• WHAT IS BEING ASKED:
Render everything from the start of the entries down to the line containing "POLYGON ((423 687, 419", both ends included, as a Markdown table with the columns No. and Line, one row per line. Skip blank lines and leave the pictures out.

(Object outline annotations)
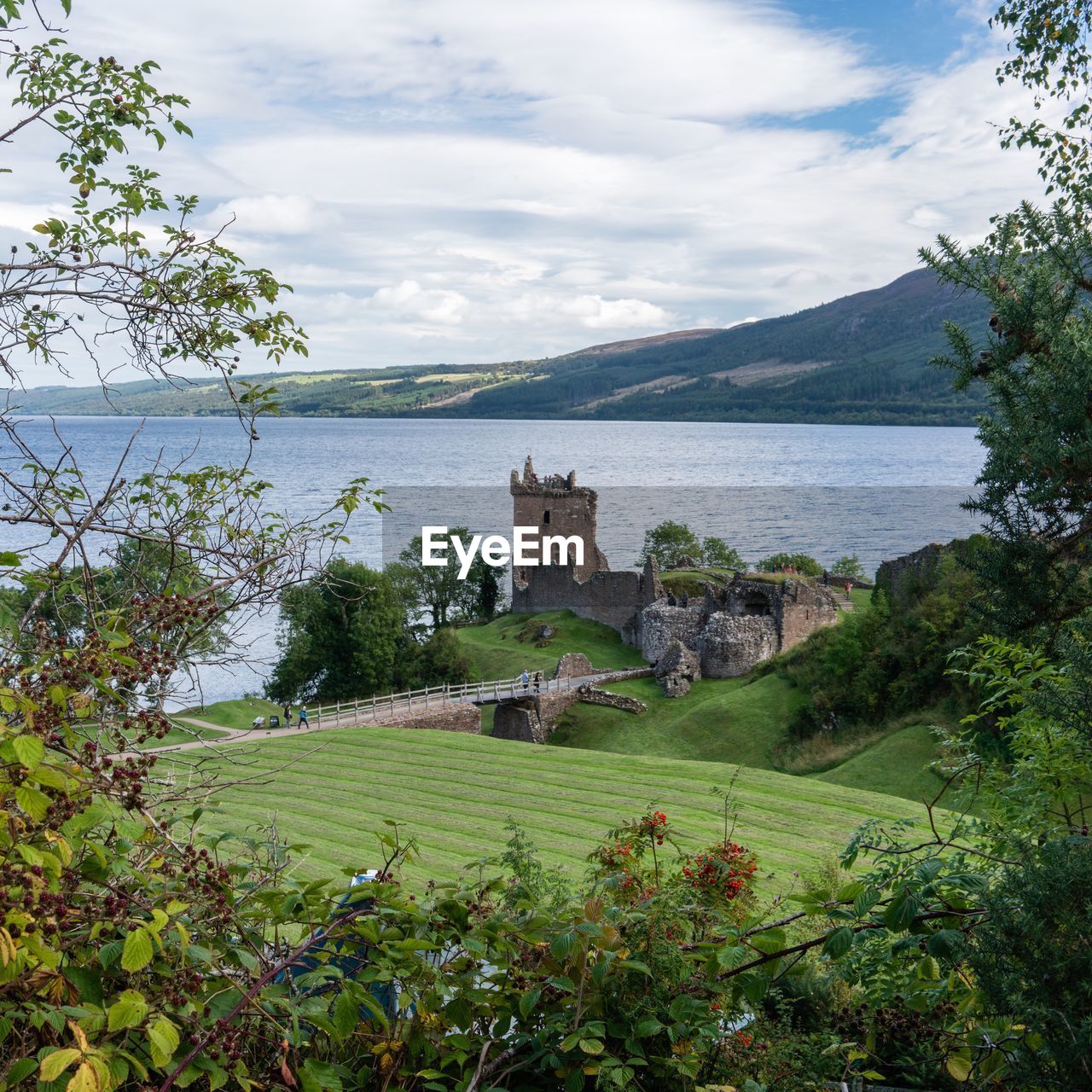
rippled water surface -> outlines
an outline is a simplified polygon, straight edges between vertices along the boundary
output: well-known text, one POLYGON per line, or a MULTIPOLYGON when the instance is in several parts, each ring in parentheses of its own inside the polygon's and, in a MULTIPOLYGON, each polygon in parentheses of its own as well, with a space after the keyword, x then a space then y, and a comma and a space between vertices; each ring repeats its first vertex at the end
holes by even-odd
MULTIPOLYGON (((112 471, 139 424, 58 420, 93 484, 112 471)), ((56 449, 45 419, 27 422, 23 434, 56 449)), ((983 458, 969 428, 285 418, 266 422, 261 434, 252 464, 273 483, 281 509, 314 513, 359 476, 390 491, 395 512, 384 527, 360 514, 348 529, 345 553, 371 563, 419 534, 423 522, 508 533, 508 477, 531 453, 539 474, 575 470, 580 484, 600 490, 600 544, 613 568, 636 562, 646 527, 676 519, 727 538, 748 559, 799 549, 829 562, 856 553, 874 569, 975 530, 959 505, 983 458)), ((228 463, 246 449, 232 419, 150 418, 132 458, 140 465, 161 452, 168 460, 192 452, 199 464, 228 463)), ((0 458, 10 465, 14 456, 0 447, 0 458)), ((13 546, 28 541, 9 529, 0 536, 13 546)), ((271 620, 256 621, 252 637, 268 658, 271 620)), ((210 700, 245 688, 237 673, 206 673, 204 684, 210 700)))

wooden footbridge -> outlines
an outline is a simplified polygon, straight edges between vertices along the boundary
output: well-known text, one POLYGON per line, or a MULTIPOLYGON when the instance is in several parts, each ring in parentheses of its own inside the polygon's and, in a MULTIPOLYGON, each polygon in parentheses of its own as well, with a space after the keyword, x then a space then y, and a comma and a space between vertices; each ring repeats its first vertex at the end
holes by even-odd
POLYGON ((423 687, 419 690, 403 690, 401 693, 355 698, 353 701, 319 705, 308 710, 307 721, 312 728, 346 728, 355 724, 376 724, 382 717, 408 716, 413 713, 442 709, 444 705, 495 705, 501 701, 575 690, 585 684, 594 684, 617 674, 617 672, 598 672, 594 675, 562 675, 558 678, 543 678, 537 682, 534 679, 524 682, 522 675, 512 679, 492 679, 488 682, 444 682, 423 687))

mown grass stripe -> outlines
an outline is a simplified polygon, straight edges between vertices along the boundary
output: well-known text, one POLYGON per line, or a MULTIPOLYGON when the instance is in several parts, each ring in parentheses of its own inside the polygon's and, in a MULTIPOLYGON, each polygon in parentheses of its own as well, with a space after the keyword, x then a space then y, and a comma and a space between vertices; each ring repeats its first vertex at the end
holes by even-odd
MULTIPOLYGON (((373 864, 372 831, 394 819, 422 845, 413 871, 423 882, 450 880, 478 858, 499 855, 512 818, 546 864, 579 875, 605 832, 652 799, 682 832, 685 850, 713 841, 720 822, 710 788, 737 774, 736 835, 759 854, 763 876, 785 877, 836 852, 865 818, 921 814, 893 797, 724 763, 399 728, 322 735, 330 738, 237 745, 247 749, 248 774, 266 783, 226 785, 223 811, 211 824, 242 832, 276 814, 288 840, 312 847, 301 871, 336 876, 345 867, 373 864)), ((223 762, 225 780, 237 775, 232 749, 223 762)))

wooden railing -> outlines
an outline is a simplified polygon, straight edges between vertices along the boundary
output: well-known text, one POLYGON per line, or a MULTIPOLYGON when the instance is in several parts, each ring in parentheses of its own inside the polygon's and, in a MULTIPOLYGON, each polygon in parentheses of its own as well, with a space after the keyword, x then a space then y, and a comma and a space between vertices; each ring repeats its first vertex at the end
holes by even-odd
POLYGON ((443 682, 419 690, 403 690, 401 693, 388 693, 382 697, 373 695, 370 698, 354 698, 352 701, 339 701, 332 705, 319 705, 308 712, 307 720, 308 724, 316 728, 348 727, 361 720, 373 721, 383 714, 439 709, 453 701, 484 704, 512 698, 533 698, 539 693, 557 693, 560 690, 571 690, 582 681, 584 680, 563 676, 556 679, 544 678, 536 686, 533 679, 524 685, 522 676, 517 676, 513 679, 494 679, 490 682, 443 682))

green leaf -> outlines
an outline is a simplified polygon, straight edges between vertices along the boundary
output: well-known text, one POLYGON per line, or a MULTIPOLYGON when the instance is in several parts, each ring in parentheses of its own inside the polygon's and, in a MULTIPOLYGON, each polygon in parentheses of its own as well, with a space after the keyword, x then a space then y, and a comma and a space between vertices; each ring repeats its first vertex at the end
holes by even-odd
POLYGON ((842 925, 827 938, 822 951, 830 959, 841 959, 852 946, 853 929, 848 925, 842 925))
POLYGON ((135 1028, 144 1022, 147 1016, 147 1002, 135 989, 127 989, 110 1006, 107 1014, 107 1028, 109 1031, 119 1031, 122 1028, 135 1028))
POLYGON ((152 938, 140 928, 130 929, 126 946, 121 950, 121 970, 130 974, 143 971, 152 962, 152 938))
POLYGON ((959 929, 938 929, 929 937, 927 947, 934 959, 956 959, 963 950, 963 934, 959 929))
POLYGON ((642 1017, 637 1021, 637 1026, 633 1029, 633 1038, 648 1038, 650 1035, 656 1035, 664 1030, 664 1025, 655 1017, 642 1017))
POLYGON ((41 760, 46 757, 46 745, 37 736, 15 736, 11 745, 15 749, 15 758, 27 770, 40 765, 41 760))
POLYGON ((64 1046, 52 1054, 47 1054, 38 1066, 38 1080, 55 1081, 61 1073, 72 1065, 76 1058, 83 1055, 74 1046, 64 1046))
POLYGON ((917 901, 909 892, 895 895, 888 909, 883 912, 883 924, 892 933, 902 933, 913 924, 914 915, 917 913, 917 901))
POLYGON ((577 942, 577 935, 574 933, 561 933, 558 934, 551 941, 549 946, 550 953, 554 959, 562 960, 569 952, 572 951, 573 945, 577 942))
POLYGON ((15 803, 35 821, 41 822, 49 809, 49 797, 29 785, 20 785, 15 790, 15 803))
POLYGON ((152 1051, 152 1060, 157 1066, 165 1066, 178 1049, 178 1029, 166 1017, 159 1017, 155 1023, 149 1024, 144 1034, 152 1051))
POLYGON ((8 1088, 14 1088, 20 1081, 26 1080, 37 1068, 38 1064, 34 1058, 22 1058, 4 1073, 4 1083, 8 1088))
POLYGON ((308 1058, 307 1061, 304 1063, 302 1073, 310 1073, 318 1081, 319 1088, 321 1088, 323 1092, 342 1092, 341 1075, 329 1061, 319 1061, 317 1058, 308 1058))
POLYGON ((348 1035, 360 1022, 360 1007, 348 989, 343 989, 334 1002, 334 1026, 342 1036, 348 1035))
POLYGON ((945 1061, 945 1069, 957 1081, 965 1081, 971 1076, 971 1052, 964 1049, 959 1054, 949 1055, 945 1061))
POLYGON ((760 951, 764 956, 772 956, 785 947, 785 930, 780 926, 767 929, 763 933, 757 933, 747 942, 756 951, 760 951))
POLYGON ((523 1017, 524 1020, 526 1020, 527 1017, 531 1016, 531 1013, 537 1008, 538 999, 542 996, 543 992, 541 989, 532 989, 530 993, 524 994, 520 998, 520 1016, 523 1017))

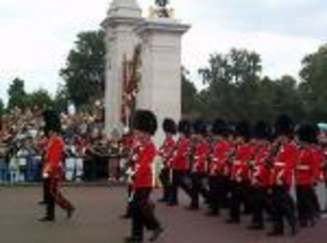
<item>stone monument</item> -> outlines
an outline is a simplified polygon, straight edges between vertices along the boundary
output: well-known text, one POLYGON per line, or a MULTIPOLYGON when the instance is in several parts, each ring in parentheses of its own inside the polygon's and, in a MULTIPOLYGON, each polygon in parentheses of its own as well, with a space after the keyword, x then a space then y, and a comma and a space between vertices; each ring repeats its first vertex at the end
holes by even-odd
MULTIPOLYGON (((133 97, 133 109, 152 110, 159 124, 166 117, 177 121, 180 118, 181 39, 189 25, 175 19, 167 4, 166 0, 157 0, 149 17, 143 17, 136 0, 111 3, 102 23, 106 33, 105 107, 108 134, 114 129, 121 130, 123 123, 126 125, 122 119, 126 96, 133 97), (131 68, 126 68, 126 60, 132 60, 131 68), (126 73, 131 70, 131 74, 126 73), (127 82, 133 82, 134 88, 124 95, 126 79, 131 79, 127 82)), ((156 140, 162 136, 159 132, 156 140)))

• FINAL RESULT:
| No. | Line |
|---|---|
| 1 | rippled water surface -> outlines |
| 2 | an outline is a simplified polygon, straight edges between vertices along the boundary |
| 3 | output: well-known text, one POLYGON per line, or a MULTIPOLYGON when the instance is in several parts, each ring in parentheses of its own inside the polygon's and, in a MULTIPOLYGON, each polygon in parentheses of its own as well, with a space after the keyword, x then a space then y, and a comma and a space between vertices; each ring repeats its first vertex at the end |
| 4 | holes by even-odd |
| 5 | MULTIPOLYGON (((112 471, 139 424, 58 420, 93 484, 112 471)), ((56 449, 45 419, 27 422, 23 434, 56 449)), ((983 458, 969 428, 285 418, 266 422, 261 434, 252 464, 273 483, 281 509, 314 513, 359 476, 390 491, 395 512, 384 527, 360 514, 348 529, 345 553, 371 563, 419 534, 423 522, 508 533, 508 477, 531 453, 539 474, 575 470, 580 484, 600 490, 600 544, 613 568, 636 562, 646 527, 676 519, 727 538, 748 559, 799 549, 829 562, 856 553, 874 569, 975 530, 959 505, 983 458)), ((228 463, 246 449, 232 419, 150 418, 132 458, 140 465, 161 452, 168 460, 192 452, 199 464, 228 463)), ((0 458, 10 465, 14 456, 0 447, 0 458)), ((13 546, 28 541, 9 529, 0 536, 13 546)), ((271 620, 256 621, 252 637, 268 658, 271 620)), ((210 700, 245 688, 237 673, 206 673, 204 684, 210 700))) |
| 6 | wooden footbridge -> outlines |
| 7 | an outline is a simplified polygon, straight edges between vertices along the boundary |
| 8 | output: well-known text, one POLYGON per line, or a MULTIPOLYGON when the instance is in several parts, each ring in parentheses of its own inside the polygon's and, in a MULTIPOLYGON, each polygon in parentheses of its own as well, with a space after the keyword, x then a space then y, and a comma and a space between vertices; each ring repeats its first vertex at the end |
| 9 | holes by even-odd |
| 10 | POLYGON ((423 687, 419 690, 403 690, 401 693, 355 698, 353 701, 319 705, 308 710, 307 721, 312 728, 346 728, 355 724, 376 724, 382 717, 408 716, 413 713, 442 709, 444 705, 495 705, 501 701, 575 690, 585 684, 594 684, 617 674, 617 672, 598 672, 594 675, 562 675, 558 678, 543 678, 537 682, 534 679, 524 682, 522 675, 512 679, 492 679, 488 682, 444 682, 423 687)) |